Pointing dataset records
━━━━━━━━━━

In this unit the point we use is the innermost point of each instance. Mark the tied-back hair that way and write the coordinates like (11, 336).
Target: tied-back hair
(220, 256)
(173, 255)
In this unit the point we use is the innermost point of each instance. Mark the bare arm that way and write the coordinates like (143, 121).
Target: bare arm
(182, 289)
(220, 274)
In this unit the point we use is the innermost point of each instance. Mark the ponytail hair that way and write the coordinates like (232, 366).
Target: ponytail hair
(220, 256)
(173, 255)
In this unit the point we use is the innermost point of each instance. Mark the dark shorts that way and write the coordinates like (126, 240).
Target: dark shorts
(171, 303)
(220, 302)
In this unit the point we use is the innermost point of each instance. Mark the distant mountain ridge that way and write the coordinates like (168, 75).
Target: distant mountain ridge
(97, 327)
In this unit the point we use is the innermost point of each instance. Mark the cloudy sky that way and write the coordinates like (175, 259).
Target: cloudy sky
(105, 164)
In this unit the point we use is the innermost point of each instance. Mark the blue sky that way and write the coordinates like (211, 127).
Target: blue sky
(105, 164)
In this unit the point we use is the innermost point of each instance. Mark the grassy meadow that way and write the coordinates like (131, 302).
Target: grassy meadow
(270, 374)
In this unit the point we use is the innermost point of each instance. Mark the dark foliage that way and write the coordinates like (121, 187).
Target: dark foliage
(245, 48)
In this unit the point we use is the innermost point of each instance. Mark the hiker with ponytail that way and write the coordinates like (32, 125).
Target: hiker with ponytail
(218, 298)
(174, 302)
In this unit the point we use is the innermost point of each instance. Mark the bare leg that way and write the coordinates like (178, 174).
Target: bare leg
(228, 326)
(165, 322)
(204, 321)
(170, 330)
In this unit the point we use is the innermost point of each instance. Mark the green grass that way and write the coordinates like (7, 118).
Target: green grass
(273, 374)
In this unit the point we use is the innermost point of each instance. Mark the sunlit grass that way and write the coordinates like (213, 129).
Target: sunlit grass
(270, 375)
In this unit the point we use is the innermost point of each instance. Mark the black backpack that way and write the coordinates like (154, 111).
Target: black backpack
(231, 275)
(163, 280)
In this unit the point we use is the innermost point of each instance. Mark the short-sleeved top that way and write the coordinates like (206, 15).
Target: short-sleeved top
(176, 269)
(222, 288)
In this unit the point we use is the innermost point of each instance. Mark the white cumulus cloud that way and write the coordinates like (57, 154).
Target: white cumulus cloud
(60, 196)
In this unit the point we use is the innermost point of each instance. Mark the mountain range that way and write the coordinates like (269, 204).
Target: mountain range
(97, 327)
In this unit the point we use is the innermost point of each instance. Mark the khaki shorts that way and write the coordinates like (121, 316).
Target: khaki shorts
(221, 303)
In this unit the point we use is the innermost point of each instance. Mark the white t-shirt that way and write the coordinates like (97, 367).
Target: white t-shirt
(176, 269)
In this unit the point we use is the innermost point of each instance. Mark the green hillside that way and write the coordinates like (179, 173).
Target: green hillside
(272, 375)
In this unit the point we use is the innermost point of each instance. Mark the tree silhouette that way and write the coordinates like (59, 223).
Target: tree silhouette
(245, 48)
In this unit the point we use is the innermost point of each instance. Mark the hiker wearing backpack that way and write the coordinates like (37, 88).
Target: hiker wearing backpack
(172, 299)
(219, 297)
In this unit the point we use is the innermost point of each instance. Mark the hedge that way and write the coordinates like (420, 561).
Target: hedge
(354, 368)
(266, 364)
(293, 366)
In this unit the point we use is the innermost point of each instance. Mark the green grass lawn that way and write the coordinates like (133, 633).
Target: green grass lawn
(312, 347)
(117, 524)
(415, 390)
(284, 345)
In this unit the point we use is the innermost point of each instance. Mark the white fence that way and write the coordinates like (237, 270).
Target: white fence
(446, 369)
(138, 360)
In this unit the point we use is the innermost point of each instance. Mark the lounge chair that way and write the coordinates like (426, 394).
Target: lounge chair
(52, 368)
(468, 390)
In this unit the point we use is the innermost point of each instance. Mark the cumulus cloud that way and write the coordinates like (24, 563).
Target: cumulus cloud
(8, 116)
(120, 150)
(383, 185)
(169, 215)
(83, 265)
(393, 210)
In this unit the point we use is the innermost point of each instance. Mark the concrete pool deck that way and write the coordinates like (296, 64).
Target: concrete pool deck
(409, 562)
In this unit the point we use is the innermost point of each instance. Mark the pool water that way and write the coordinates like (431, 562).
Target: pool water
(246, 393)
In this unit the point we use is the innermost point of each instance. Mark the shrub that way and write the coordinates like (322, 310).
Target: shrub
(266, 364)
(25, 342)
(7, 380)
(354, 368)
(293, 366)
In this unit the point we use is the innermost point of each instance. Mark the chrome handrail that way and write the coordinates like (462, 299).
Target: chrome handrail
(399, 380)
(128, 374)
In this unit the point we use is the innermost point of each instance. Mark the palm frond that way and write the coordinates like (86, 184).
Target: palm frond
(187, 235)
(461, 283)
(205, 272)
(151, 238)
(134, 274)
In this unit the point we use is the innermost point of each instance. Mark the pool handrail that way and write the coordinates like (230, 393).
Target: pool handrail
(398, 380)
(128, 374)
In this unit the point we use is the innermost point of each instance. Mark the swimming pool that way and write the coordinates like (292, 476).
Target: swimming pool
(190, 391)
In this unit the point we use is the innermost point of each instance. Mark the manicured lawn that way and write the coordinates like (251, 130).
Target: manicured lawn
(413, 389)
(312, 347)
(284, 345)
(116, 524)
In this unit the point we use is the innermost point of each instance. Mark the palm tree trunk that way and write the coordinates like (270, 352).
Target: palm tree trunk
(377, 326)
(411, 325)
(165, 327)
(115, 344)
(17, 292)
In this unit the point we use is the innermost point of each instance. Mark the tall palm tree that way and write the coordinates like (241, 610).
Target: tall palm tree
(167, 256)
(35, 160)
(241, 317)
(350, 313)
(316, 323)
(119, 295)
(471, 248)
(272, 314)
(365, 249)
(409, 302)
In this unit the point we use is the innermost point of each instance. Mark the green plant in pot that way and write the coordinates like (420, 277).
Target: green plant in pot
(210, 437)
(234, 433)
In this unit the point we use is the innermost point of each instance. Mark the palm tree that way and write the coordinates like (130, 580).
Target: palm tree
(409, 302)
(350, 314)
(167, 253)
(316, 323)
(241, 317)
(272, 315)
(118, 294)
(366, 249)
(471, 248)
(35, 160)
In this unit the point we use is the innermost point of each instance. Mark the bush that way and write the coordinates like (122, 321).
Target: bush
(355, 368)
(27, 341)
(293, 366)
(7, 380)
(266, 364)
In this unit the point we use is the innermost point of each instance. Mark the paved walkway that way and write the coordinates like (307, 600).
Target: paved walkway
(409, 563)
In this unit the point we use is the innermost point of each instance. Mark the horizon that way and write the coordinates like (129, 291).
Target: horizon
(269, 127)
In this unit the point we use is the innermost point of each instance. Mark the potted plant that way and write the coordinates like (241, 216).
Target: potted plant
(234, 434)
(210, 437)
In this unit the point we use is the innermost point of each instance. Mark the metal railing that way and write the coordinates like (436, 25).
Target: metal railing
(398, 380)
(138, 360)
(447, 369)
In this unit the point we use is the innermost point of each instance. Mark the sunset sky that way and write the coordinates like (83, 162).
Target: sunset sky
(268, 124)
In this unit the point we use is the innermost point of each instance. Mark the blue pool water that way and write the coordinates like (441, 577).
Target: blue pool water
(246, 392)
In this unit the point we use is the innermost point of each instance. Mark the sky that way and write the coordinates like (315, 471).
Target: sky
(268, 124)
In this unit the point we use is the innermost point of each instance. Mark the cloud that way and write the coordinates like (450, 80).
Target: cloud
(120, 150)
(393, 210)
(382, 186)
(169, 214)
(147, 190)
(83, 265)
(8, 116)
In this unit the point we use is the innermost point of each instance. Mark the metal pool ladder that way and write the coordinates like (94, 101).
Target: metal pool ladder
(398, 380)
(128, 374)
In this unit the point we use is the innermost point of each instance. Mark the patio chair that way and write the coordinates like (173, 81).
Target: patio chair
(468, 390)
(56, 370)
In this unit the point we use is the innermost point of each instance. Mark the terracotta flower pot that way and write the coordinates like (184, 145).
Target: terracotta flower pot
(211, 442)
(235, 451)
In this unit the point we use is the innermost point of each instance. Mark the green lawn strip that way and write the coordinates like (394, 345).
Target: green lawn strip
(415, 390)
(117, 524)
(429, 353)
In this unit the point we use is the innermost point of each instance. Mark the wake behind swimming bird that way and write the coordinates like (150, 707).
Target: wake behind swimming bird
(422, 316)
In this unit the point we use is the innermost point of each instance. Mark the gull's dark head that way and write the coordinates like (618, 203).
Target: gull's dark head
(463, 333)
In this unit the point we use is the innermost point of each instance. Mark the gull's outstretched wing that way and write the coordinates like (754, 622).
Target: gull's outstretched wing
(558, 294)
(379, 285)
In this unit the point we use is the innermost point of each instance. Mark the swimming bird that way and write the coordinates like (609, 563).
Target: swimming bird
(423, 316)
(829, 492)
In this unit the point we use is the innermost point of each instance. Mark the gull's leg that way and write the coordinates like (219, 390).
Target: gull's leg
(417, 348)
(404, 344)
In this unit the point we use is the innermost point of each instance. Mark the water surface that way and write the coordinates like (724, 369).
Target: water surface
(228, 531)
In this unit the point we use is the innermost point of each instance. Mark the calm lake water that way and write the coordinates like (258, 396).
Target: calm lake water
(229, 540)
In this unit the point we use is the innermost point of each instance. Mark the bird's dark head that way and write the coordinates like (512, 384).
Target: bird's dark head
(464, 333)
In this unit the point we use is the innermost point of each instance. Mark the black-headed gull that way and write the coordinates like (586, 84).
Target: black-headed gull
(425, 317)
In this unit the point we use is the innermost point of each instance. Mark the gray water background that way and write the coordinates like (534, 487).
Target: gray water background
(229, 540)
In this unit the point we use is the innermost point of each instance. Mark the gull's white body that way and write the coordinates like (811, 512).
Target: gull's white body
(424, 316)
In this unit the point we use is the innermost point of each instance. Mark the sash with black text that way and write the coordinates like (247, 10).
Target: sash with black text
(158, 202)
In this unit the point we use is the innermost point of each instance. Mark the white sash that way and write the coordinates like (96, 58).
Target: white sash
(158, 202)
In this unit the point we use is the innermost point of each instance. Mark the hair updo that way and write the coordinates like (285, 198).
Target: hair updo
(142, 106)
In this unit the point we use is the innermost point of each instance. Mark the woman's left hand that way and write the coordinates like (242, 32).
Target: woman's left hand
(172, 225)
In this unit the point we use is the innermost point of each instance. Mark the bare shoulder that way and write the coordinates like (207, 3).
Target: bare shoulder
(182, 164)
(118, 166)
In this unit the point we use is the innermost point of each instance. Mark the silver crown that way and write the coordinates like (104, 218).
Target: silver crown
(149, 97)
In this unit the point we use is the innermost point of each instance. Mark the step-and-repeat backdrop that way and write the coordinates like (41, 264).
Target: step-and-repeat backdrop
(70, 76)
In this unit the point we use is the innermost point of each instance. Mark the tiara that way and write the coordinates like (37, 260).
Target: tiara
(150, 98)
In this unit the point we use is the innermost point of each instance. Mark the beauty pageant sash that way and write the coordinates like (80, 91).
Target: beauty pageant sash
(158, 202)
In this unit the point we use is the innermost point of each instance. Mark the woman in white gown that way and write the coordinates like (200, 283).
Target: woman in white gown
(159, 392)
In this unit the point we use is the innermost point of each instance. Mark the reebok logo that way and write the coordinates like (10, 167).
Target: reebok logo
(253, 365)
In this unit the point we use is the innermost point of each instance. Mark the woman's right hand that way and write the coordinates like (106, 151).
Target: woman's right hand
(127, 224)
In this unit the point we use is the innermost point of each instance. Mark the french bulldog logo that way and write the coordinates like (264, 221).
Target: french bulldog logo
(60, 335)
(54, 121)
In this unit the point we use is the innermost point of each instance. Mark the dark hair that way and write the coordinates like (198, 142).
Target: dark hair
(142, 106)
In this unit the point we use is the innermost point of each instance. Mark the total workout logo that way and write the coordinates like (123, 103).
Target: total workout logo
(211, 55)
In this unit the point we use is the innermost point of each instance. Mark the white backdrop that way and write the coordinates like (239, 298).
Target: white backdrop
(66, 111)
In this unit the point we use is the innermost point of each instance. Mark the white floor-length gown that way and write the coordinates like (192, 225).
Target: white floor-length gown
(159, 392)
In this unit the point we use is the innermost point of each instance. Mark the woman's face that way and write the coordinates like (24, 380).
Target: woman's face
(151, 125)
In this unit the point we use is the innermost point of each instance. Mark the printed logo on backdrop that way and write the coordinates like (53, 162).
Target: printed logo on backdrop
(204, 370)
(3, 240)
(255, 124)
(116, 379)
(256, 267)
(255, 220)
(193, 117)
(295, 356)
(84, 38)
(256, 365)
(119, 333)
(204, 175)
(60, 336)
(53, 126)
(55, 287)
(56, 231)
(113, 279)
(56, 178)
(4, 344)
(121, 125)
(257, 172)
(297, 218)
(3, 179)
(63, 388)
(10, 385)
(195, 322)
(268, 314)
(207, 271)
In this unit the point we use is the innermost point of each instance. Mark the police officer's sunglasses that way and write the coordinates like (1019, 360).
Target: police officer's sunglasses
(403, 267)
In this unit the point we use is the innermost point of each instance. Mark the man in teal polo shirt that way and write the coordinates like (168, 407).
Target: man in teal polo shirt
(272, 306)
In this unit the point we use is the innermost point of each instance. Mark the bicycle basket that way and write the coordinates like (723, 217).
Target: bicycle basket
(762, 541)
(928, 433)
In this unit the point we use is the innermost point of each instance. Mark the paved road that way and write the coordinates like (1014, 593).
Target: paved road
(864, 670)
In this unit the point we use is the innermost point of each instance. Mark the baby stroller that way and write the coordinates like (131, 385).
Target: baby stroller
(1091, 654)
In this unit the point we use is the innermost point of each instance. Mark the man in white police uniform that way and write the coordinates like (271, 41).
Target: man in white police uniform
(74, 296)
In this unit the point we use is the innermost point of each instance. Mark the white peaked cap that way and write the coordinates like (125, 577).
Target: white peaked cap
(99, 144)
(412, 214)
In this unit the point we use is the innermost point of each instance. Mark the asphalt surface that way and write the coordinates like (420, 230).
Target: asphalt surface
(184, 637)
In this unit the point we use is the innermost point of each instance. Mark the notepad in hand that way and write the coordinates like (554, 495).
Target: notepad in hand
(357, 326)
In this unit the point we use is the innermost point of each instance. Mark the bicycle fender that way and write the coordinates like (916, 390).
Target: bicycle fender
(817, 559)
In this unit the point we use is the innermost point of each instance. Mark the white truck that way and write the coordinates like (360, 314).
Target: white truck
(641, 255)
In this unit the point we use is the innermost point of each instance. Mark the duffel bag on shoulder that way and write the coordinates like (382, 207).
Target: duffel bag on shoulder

━━━━━━━━━━

Prompt
Set down nothing but the lines from the one with "like (916, 390)." through the end of the records, keeping each line exactly as written and including both ends.

Output of the task
In this unit the point we use is the innermost point of each instance. Mark the bicycle fender that way and write the coordinates like (916, 390).
Target: bicycle fender
(817, 559)
In this unit the point we use is the innermost point of each instance. Mark the white truck that way and write the coordinates like (360, 314).
Target: white truck
(641, 255)
In this unit the point we use is the innermost point of each instance. Mark the duffel bag on shoulder that way and write the coordinates like (382, 207).
Target: duffel bag on shoulder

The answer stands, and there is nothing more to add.